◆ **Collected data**
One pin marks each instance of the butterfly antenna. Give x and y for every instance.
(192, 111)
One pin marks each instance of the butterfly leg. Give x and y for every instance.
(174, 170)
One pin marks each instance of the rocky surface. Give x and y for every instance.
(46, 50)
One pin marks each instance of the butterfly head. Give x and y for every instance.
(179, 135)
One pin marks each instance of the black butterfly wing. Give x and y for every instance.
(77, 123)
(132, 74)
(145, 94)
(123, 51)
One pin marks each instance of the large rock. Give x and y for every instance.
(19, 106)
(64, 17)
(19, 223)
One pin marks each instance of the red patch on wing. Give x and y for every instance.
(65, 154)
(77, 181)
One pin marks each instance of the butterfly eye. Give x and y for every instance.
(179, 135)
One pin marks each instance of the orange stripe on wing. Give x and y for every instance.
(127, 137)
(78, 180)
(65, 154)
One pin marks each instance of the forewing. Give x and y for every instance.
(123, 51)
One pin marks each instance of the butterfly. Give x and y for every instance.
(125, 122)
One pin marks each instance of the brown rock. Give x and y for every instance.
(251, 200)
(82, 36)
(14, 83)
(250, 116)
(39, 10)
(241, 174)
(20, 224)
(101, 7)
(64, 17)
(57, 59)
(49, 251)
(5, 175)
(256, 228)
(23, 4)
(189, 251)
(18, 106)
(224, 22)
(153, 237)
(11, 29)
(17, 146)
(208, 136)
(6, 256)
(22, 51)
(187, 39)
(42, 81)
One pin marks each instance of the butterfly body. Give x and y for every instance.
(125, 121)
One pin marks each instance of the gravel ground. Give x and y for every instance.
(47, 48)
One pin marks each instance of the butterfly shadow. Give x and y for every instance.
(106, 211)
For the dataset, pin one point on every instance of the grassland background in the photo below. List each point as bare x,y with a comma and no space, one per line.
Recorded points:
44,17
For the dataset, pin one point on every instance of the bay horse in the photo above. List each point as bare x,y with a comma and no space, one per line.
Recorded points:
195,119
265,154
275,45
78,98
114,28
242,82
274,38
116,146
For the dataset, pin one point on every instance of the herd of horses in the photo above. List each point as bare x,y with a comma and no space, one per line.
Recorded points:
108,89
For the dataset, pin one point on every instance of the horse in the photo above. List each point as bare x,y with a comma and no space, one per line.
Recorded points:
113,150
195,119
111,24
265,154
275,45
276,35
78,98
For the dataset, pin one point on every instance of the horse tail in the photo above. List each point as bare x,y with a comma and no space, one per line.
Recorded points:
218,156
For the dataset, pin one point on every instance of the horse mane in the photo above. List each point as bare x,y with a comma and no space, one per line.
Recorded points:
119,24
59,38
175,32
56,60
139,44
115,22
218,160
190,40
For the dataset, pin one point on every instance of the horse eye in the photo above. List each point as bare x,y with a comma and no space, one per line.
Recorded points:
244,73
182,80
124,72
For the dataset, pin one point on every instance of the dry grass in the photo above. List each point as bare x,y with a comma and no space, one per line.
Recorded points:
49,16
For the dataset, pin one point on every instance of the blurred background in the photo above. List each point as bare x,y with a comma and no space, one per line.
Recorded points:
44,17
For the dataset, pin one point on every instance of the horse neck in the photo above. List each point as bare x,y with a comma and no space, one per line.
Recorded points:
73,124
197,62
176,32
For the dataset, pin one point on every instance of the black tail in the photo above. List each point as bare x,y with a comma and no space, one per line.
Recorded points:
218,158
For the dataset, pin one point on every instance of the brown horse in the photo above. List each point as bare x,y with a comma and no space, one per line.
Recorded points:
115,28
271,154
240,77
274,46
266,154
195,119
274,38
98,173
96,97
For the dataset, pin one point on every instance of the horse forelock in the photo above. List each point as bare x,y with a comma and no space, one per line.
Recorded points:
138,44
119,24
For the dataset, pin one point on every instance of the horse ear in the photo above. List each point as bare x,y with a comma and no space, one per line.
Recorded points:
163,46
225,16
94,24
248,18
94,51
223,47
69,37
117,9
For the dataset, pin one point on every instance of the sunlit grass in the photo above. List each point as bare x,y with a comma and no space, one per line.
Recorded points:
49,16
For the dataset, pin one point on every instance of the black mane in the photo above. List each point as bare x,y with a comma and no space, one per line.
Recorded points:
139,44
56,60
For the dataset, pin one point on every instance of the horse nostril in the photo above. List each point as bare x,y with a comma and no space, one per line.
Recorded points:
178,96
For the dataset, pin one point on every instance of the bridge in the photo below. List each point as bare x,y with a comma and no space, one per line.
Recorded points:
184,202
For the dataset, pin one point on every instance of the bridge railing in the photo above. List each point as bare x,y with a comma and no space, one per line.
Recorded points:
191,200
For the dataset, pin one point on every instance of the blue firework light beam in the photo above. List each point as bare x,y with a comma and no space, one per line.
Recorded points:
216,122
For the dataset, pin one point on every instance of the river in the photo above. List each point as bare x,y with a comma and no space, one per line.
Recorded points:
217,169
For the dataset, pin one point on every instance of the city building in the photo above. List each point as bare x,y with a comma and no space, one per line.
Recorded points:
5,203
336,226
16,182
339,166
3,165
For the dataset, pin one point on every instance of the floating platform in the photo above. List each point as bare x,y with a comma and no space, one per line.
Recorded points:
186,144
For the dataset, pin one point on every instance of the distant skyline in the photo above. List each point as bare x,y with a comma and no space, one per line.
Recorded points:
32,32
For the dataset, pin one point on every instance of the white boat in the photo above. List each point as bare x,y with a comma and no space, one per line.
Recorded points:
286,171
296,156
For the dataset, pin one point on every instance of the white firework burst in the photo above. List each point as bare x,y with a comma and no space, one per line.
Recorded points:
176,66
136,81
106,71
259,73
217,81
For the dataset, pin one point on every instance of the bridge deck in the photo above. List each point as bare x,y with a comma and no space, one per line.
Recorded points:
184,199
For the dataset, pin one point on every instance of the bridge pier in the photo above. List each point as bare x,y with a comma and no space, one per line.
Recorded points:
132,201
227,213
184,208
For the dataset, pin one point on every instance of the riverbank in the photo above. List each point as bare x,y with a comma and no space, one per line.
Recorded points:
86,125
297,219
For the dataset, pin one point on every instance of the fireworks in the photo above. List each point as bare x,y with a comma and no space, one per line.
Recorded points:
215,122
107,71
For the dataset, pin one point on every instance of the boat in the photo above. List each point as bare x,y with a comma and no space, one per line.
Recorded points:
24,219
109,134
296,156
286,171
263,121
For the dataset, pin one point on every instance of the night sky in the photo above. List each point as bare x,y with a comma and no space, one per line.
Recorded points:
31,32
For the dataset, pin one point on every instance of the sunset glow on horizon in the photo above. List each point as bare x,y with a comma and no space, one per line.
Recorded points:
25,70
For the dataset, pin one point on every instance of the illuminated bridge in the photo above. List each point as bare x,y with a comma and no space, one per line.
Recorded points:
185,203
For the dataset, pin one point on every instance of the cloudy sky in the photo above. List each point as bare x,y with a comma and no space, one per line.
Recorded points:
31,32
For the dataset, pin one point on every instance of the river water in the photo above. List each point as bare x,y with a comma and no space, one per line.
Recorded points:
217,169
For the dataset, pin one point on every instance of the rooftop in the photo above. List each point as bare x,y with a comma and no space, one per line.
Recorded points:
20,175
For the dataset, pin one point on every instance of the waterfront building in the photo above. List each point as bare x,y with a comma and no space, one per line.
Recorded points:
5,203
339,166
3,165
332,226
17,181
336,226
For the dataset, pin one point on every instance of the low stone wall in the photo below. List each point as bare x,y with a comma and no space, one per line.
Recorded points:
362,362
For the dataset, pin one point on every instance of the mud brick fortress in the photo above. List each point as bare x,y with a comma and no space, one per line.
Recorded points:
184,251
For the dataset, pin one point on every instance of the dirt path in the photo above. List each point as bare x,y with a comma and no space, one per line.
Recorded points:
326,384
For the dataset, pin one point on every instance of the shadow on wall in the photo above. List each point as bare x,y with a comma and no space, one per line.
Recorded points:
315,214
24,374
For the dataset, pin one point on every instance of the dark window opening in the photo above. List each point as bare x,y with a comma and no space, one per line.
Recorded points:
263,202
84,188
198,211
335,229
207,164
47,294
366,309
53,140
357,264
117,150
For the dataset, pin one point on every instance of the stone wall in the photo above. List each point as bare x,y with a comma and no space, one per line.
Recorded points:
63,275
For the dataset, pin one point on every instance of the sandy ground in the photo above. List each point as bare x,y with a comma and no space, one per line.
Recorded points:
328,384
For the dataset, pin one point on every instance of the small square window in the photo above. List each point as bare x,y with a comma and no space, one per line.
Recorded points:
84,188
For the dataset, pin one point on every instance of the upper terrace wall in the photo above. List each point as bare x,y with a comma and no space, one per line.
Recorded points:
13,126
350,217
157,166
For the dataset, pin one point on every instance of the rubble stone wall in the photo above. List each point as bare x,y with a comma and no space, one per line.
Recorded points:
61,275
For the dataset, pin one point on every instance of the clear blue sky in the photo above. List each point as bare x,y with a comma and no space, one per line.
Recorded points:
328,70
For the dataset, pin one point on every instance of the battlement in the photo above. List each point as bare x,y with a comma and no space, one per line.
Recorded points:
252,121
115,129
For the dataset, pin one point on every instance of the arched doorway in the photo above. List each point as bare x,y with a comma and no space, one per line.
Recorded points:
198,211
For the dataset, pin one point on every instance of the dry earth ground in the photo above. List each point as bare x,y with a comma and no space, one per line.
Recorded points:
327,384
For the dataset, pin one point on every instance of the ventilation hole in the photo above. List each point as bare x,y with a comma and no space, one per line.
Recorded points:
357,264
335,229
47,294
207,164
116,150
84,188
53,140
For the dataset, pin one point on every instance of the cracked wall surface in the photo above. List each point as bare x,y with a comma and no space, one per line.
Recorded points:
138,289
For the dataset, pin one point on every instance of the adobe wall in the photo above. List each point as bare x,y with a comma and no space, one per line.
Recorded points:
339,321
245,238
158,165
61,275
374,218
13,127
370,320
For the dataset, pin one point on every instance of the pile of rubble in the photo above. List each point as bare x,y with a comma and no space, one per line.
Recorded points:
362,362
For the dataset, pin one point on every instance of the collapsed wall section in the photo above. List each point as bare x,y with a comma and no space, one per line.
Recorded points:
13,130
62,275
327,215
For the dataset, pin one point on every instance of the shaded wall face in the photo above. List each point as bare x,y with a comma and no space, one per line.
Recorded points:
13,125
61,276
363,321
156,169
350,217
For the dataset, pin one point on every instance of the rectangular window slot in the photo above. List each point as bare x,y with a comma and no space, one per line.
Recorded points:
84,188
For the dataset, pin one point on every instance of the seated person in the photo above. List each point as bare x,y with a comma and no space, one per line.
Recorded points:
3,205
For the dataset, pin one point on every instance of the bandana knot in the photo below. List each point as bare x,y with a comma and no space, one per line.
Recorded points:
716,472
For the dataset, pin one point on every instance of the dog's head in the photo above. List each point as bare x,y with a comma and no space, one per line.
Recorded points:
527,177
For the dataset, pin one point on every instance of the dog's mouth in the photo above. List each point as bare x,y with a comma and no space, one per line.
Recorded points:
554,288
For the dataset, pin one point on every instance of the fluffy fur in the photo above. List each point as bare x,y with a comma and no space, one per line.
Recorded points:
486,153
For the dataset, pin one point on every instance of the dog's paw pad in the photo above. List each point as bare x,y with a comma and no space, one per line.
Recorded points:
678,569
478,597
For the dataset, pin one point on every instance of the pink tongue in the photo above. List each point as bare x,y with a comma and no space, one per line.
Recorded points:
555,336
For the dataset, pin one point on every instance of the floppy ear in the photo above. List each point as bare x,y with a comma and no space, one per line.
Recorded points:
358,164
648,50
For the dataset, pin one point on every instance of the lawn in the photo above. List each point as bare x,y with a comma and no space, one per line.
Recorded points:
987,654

◆ **Instructions to follow**
State the number of lines in the records that include the word "building", and add nothing to it.

◆ **Solution to this task**
2